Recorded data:
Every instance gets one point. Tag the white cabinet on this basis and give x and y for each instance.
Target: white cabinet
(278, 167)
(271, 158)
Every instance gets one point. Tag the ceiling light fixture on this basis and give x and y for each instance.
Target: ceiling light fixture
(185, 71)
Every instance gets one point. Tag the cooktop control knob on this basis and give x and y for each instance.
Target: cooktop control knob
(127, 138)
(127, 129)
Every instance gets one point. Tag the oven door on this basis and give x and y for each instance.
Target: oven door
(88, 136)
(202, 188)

▶ [TASK TO COMPLETE]: Arrange the lines of the records as a numbered list, leaving out any blank lines.

▶ [OUTPUT]:
1. Every instance gets one point. Tag the white cabinet on this basis and give x and y for each instance.
2. Target: white cabinet
3. (278, 167)
4. (271, 158)
5. Every instance gets one point. Tag the ceiling light fixture on this basis and give x and y for each instance.
6. Target: ceiling light fixture
7. (185, 71)
8. Every instance gets one point. Tag the cooktop control knob on this basis and give x and y for each instance.
9. Target: cooktop control knob
10. (127, 138)
11. (127, 129)
12. Every instance gets one point. Tag the oven door on this basis and give x and y for each instance.
13. Target: oven door
14. (88, 136)
15. (202, 188)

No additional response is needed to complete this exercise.